* [TASK SET]
a – Edit the profile of Dave Carley below: give the passage again beginning at the words "Carley was born" and stopping after "Pathway of Fame.", with "Kingston" replaced by "Belleville".
b – For each statement below, say yes or no to whether it agrees with the profile of Dave Carley, and quote the words of the profile that decide it. (i) Carley was the radio drama script editor at the Canadian Broadcasting Corporation from 1990 to 2023. (ii) Carley received his LL.B. from the University of Toronto. (iii) Carley won the 2012 Maggie Bassett Award.

* [DOCUMENT EXCERPT]
START

Dave Carley is a Canadian playwright who has written for stage, radio and television. His plays have had over 450 productions across Canada and the United States, and in other countries. They have won, or been nominated for, a number of awards, including the Governor General's Award (Writing with our Feet, finalist), The Chalmers Award, The Dora Award, The Arthur Miller Award (University of Michigan) and the New York International Radio Festival Award. He was an editor of The Kawartha Sun, the founding editor of the Playwrights Guild of Canada magazine, CanPlay, and also editor of Scirocco Drama in the late 1990s.

Carley was the radio drama script editor at the Canadian Broadcasting Corporation from 1990 to 2023. He was script editor for the Wendy Lill drama series Backbencher, and wrote three episodes for the second season, which began broadcast in January 2011.

Carley was born in Peterborough, Ontario, where he attended Queen Alexandra Public School and Adam Scott Collegiate and Vocational Institute. He received a Bachelor of Arts degree from The University of Toronto (University College) and an LL.B. from Queen's University in Kingston. He is an active member in a number of organizations, including Playwrights Guild of Canada and Amnesty International as well as being the Chair of the Dance and Opera Divisions for the Toronto's Dora Mavor Moore Awards.

Carley was the winner of the 2012 Maggie Bassett Award, which is given for significant and sustained contribution to theatre in Ontario. In 2022 he was inducted into the Peterborough Pathway of Fame.

END

* [DATA BLOCK]

START

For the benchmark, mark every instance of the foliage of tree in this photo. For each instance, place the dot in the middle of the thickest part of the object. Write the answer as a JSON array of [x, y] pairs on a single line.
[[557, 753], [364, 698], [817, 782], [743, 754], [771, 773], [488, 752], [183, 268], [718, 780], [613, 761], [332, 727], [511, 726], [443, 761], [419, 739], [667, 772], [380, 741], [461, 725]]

END

* [RESPONSES FOR EACH TASK]
a –
Carley was born in Peterborough, Ontario, where he attended Queen Alexandra Public School and Adam Scott Collegiate and Vocational Institute. He received a Bachelor of Arts degree from The University of Toronto (University College) and an LL.B. from Queen's University in Belleville. He is an active member in a number of organizations, including Playwrights Guild of Canada and Amnesty International as well as being the Chair of the Dance and Opera Divisions for the Toronto's Dora Mavor Moore Awards.

Carley was the winner of the 2012 Maggie Bassett Award, which is given for significant and sustained contribution to theatre in Ontario. In 2022 he was inducted into the Peterborough Pathway of Fame.

b –
(i) Yes: "Carley was the radio drama script editor at the Canadian Broadcasting Corporation from 1990 to 2023."
(ii) No: "an LL.B. from Queen's University in Kingston."
(iii) Yes: "Carley was the winner of the 2012 Maggie Bassett Award."